◆ **Requirement**: Within the entries below, please retype exactly the lines starting with the line that has "Target: eyelid" and going on through the line that has "Target: woman wearing hat", but not the pictures.

◆ **Point localization data**:
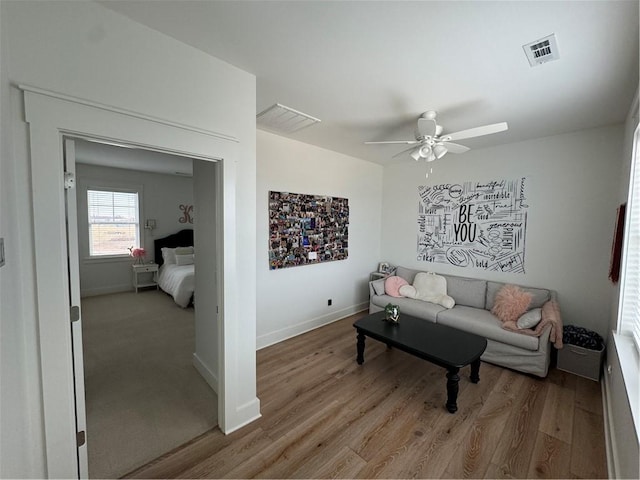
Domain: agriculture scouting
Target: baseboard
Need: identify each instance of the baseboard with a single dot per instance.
(94, 292)
(207, 374)
(609, 435)
(243, 415)
(278, 336)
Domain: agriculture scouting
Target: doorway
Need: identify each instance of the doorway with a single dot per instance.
(143, 395)
(50, 116)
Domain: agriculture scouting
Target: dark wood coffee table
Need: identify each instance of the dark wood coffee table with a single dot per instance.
(444, 346)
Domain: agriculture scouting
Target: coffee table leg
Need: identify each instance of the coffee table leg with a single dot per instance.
(452, 389)
(475, 371)
(360, 348)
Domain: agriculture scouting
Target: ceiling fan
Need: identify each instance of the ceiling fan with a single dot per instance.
(431, 144)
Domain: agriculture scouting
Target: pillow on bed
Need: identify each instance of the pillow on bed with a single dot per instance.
(169, 255)
(184, 259)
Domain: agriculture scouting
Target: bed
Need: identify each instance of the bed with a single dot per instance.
(175, 256)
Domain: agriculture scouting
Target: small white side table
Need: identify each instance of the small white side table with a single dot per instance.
(142, 269)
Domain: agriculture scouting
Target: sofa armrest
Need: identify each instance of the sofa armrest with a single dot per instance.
(379, 283)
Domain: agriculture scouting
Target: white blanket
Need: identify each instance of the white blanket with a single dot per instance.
(178, 281)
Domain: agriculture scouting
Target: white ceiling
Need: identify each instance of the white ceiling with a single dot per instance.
(369, 69)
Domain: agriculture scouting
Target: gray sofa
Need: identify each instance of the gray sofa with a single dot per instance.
(472, 313)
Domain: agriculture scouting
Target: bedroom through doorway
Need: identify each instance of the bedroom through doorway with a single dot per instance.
(147, 357)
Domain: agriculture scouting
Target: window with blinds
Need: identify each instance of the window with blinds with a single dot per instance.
(113, 222)
(629, 318)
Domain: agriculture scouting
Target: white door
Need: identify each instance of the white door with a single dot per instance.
(74, 297)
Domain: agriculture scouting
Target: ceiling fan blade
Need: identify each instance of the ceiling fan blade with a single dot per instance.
(426, 127)
(476, 132)
(407, 142)
(455, 148)
(403, 151)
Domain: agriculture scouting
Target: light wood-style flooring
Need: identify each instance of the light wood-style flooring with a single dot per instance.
(324, 416)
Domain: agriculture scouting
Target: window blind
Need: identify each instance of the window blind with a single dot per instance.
(113, 222)
(629, 318)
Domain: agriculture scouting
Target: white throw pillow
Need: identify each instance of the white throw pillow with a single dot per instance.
(429, 287)
(378, 286)
(184, 259)
(169, 256)
(529, 319)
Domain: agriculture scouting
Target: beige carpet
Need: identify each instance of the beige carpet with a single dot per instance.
(143, 395)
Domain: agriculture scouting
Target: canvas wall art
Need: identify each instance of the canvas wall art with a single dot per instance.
(307, 229)
(474, 224)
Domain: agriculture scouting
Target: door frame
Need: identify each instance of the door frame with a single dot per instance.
(52, 116)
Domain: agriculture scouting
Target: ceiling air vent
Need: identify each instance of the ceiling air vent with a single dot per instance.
(281, 119)
(542, 51)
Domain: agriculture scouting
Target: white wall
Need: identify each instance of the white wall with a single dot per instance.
(85, 50)
(293, 300)
(572, 195)
(161, 198)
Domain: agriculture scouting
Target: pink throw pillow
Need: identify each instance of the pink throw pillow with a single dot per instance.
(392, 285)
(510, 303)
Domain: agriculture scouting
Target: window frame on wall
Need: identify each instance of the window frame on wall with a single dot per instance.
(113, 188)
(629, 309)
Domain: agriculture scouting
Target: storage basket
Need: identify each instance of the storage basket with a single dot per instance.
(580, 361)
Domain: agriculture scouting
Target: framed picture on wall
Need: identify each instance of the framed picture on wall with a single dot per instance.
(384, 267)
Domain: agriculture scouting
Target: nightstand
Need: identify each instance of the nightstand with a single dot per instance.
(149, 274)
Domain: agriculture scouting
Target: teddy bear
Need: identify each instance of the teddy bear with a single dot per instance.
(428, 287)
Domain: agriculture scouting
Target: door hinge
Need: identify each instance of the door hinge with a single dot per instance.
(75, 313)
(69, 180)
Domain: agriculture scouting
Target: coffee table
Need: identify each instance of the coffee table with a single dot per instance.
(441, 345)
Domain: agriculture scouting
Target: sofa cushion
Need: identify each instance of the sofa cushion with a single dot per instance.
(407, 273)
(470, 292)
(392, 285)
(408, 306)
(530, 319)
(485, 324)
(539, 296)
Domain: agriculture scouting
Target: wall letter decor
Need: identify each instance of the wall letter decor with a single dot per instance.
(476, 224)
(306, 229)
(187, 214)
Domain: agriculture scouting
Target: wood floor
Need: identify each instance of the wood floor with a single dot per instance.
(323, 416)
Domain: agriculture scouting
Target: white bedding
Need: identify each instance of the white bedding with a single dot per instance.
(178, 281)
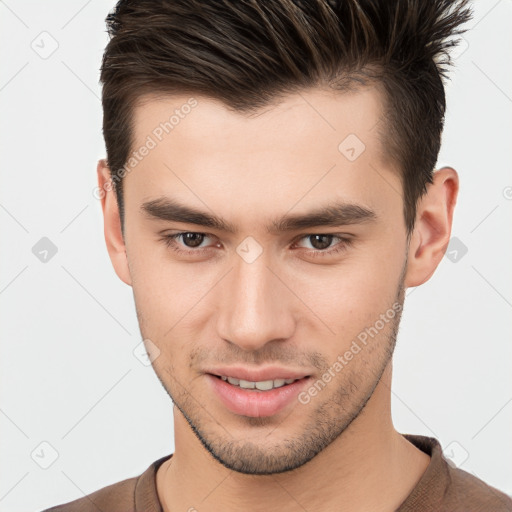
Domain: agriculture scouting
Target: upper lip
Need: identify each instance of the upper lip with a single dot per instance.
(257, 374)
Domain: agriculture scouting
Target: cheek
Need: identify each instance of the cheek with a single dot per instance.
(351, 296)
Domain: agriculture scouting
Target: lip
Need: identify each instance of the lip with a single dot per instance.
(257, 374)
(254, 403)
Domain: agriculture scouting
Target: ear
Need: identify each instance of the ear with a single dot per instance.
(431, 233)
(112, 223)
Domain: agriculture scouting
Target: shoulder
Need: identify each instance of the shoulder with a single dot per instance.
(114, 498)
(469, 490)
(447, 488)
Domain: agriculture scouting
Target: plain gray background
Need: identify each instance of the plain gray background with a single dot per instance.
(69, 377)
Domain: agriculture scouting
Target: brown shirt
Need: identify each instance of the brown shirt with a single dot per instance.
(442, 488)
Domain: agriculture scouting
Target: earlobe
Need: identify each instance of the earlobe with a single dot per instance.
(432, 230)
(112, 223)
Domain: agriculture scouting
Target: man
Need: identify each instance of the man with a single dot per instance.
(269, 194)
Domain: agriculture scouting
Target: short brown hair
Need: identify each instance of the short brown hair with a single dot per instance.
(249, 53)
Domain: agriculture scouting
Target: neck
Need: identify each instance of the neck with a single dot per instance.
(369, 467)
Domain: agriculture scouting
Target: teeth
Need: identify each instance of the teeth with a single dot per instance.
(264, 385)
(246, 384)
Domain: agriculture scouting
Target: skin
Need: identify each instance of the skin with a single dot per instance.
(286, 307)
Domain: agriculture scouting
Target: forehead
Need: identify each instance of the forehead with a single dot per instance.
(311, 148)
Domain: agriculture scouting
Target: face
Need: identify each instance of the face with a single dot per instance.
(266, 248)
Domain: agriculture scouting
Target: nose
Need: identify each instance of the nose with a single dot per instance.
(256, 307)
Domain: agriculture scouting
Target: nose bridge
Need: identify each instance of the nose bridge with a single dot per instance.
(253, 310)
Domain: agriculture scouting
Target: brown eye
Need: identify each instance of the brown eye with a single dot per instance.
(192, 239)
(320, 242)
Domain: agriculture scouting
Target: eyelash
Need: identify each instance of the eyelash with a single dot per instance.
(342, 245)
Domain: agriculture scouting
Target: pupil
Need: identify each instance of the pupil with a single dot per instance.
(194, 238)
(319, 245)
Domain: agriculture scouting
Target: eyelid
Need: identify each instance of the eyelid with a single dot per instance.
(345, 240)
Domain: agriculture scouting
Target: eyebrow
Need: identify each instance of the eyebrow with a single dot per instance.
(334, 214)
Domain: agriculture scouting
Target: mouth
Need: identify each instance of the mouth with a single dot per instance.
(261, 397)
(262, 385)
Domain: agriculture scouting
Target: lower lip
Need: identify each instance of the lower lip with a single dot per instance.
(254, 403)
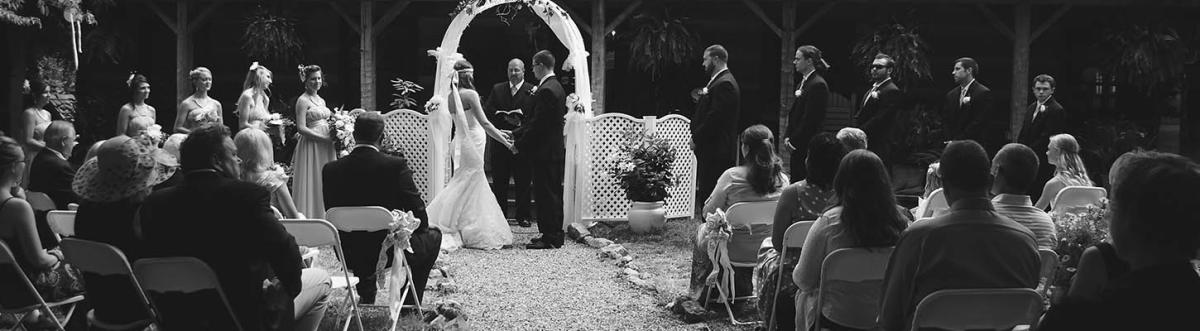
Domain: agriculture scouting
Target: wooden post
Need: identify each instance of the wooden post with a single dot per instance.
(1021, 40)
(366, 68)
(598, 55)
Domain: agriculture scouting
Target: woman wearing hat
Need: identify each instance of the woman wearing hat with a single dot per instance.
(112, 187)
(45, 268)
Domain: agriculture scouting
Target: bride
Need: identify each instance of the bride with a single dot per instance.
(466, 209)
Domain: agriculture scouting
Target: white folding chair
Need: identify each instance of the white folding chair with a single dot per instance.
(103, 259)
(853, 265)
(793, 238)
(185, 275)
(1077, 196)
(319, 233)
(743, 244)
(61, 222)
(21, 296)
(978, 308)
(376, 218)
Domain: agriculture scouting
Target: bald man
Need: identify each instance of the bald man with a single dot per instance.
(505, 108)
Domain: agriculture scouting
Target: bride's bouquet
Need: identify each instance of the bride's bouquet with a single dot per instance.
(341, 130)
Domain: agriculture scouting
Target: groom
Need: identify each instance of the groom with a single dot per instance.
(540, 139)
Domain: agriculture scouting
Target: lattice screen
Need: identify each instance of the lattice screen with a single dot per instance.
(604, 198)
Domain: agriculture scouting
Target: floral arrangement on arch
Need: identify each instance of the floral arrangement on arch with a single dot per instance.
(642, 167)
(1078, 229)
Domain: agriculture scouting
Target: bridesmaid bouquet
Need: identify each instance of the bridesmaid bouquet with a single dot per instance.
(341, 130)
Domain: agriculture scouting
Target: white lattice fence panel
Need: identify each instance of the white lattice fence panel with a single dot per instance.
(677, 130)
(409, 131)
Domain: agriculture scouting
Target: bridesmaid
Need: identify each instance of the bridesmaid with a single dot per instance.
(253, 102)
(198, 108)
(315, 148)
(139, 89)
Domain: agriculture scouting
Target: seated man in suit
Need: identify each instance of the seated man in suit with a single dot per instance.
(369, 178)
(229, 226)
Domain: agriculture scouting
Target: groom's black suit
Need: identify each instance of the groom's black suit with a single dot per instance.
(540, 138)
(369, 178)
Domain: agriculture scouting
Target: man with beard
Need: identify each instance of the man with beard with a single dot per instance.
(714, 126)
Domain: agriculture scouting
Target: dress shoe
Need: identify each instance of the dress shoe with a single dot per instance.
(541, 245)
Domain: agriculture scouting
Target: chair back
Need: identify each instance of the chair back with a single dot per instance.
(978, 308)
(184, 275)
(1078, 196)
(853, 266)
(359, 218)
(39, 200)
(61, 222)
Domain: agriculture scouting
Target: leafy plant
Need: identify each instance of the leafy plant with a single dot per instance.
(403, 95)
(903, 42)
(642, 167)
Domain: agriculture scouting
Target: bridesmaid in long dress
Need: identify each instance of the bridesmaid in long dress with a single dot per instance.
(198, 108)
(315, 148)
(139, 89)
(253, 102)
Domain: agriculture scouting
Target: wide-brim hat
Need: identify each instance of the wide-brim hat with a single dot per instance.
(123, 167)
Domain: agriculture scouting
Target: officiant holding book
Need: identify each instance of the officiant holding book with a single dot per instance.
(505, 108)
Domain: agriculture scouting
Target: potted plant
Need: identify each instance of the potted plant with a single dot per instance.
(642, 167)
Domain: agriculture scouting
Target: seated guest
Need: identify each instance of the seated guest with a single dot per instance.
(803, 200)
(52, 278)
(1156, 228)
(989, 251)
(852, 138)
(369, 178)
(112, 187)
(867, 215)
(258, 167)
(1015, 168)
(1068, 168)
(51, 173)
(229, 226)
(759, 179)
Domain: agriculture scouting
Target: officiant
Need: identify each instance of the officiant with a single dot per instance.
(505, 108)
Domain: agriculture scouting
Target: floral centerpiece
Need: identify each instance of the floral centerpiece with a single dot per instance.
(1078, 229)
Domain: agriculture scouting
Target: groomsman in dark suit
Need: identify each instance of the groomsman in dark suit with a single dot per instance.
(715, 122)
(510, 97)
(881, 107)
(540, 139)
(970, 112)
(809, 108)
(1044, 118)
(369, 178)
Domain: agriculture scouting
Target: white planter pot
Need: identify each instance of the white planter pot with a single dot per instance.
(645, 217)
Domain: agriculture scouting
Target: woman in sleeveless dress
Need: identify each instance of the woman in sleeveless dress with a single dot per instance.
(315, 148)
(198, 108)
(466, 209)
(253, 102)
(137, 107)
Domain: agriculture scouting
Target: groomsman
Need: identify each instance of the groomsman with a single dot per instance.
(714, 126)
(505, 109)
(809, 108)
(1044, 118)
(970, 112)
(881, 107)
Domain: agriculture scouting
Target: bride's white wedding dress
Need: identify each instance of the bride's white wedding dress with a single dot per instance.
(466, 209)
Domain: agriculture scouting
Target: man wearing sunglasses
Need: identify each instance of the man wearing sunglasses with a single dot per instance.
(877, 113)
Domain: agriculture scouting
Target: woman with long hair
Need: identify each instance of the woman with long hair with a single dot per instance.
(315, 148)
(253, 103)
(137, 107)
(198, 108)
(258, 167)
(467, 210)
(1069, 170)
(867, 215)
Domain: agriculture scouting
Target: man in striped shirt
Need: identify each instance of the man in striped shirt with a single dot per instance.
(1015, 169)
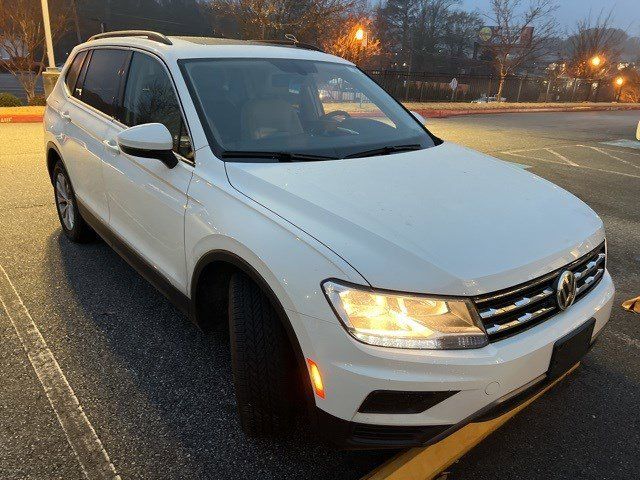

◆ **Output**:
Target: eyelid
Need: identify each instance of the eyelid with a single dot per instance.
(345, 240)
Domain: agriculture scouting
Target: eyebrow
Need: identify each instance of the eyebrow with a single dot per instance.
(334, 214)
Domain: agriculture scouting
Target: mouth
Need: identify each instance of the mouth with a single dot per instance.
(261, 397)
(262, 385)
Domain: agriculture scouting
Target: lower lip
Need: identify each instance of the lower lip with a single dot per instance.
(254, 403)
Domain: agriculture scouting
Target: wooden post
Need: identify each instance of the wooden post with a single dot per instance.
(1021, 40)
(366, 68)
(598, 55)
Domain: agriculture scouting
Target: woman wearing hat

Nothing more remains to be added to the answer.